> **Problem description**: Copy the rows from the one containing "Locate every instance of the blue" through the last row, keeping each request unchanged. Shift every coordinate pair below a request by adding 55 to both numbers.

> **Supplied records**:
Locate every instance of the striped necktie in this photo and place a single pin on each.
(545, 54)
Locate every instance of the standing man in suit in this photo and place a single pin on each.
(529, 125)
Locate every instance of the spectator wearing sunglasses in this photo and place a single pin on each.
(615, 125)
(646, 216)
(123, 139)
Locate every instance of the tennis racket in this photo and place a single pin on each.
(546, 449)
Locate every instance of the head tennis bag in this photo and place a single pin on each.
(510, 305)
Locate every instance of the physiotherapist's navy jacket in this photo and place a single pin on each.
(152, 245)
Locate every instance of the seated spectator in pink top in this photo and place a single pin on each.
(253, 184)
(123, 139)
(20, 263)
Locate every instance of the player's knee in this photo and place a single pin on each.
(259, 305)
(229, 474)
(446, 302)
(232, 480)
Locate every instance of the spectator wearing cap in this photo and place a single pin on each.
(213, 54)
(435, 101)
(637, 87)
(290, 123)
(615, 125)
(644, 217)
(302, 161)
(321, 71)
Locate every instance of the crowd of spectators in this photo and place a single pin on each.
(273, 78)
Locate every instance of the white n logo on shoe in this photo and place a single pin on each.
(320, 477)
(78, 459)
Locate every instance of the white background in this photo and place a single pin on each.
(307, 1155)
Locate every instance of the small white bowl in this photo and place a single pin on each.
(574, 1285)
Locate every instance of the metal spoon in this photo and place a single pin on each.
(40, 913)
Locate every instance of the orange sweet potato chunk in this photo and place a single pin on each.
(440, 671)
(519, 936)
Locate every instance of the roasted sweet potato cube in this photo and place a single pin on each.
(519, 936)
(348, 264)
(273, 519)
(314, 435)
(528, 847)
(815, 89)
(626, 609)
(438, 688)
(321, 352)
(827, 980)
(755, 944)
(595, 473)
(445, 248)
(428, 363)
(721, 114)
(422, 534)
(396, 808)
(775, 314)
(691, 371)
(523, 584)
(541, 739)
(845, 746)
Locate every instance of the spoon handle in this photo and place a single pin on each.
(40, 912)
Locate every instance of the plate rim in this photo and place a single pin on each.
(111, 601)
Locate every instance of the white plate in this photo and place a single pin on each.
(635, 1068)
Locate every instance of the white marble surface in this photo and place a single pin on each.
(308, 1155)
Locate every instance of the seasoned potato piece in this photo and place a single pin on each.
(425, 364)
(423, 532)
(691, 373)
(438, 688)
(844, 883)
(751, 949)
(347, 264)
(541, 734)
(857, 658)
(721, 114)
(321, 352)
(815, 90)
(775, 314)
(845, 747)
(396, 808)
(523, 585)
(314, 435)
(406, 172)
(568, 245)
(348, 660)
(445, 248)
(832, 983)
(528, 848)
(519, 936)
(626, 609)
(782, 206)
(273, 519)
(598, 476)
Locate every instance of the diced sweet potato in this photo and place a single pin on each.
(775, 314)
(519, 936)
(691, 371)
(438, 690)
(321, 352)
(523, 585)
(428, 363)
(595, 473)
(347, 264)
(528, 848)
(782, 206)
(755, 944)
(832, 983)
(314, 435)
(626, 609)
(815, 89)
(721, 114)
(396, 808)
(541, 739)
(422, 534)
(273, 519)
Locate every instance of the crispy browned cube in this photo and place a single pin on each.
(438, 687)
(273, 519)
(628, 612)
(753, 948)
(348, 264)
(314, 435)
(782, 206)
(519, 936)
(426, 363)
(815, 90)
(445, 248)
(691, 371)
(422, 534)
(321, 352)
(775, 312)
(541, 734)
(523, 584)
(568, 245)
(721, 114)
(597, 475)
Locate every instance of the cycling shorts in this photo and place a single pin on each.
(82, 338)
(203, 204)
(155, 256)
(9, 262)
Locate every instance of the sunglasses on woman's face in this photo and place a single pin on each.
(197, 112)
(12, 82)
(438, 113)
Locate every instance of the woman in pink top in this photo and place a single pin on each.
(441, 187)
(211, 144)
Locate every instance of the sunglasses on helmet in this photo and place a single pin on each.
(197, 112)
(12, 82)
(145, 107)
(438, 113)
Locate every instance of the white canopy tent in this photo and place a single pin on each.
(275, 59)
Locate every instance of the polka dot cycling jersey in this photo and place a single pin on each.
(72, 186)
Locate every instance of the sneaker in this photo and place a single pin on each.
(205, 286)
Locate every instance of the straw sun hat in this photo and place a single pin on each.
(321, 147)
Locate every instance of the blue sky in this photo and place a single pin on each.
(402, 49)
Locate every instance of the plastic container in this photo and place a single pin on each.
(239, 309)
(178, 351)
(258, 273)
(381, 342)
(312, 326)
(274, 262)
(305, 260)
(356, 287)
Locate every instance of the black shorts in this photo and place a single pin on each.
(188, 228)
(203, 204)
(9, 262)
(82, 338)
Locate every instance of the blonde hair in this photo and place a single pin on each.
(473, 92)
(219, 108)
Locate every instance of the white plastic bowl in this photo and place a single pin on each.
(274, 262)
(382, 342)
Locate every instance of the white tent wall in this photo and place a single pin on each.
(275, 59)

> **Output for this task**:
Locate every instance of the blue sky in this photo and place a single pin on each.
(457, 104)
Locate every instance of the plastic container in this photo and place a single pin on each.
(294, 364)
(233, 406)
(313, 328)
(436, 397)
(367, 381)
(329, 317)
(360, 315)
(411, 342)
Locate every instance of the black shorts in this photo and place a single pin on each.
(243, 283)
(258, 259)
(64, 317)
(137, 393)
Locate every instance of the blonde hair in this photo and place a single pin on each.
(528, 147)
(274, 163)
Locate every instance of the white plastic bowl in this photo and place a single pin on each.
(329, 317)
(437, 397)
Locate every instance of the white tent wall in this photo and place a single pin on each.
(330, 114)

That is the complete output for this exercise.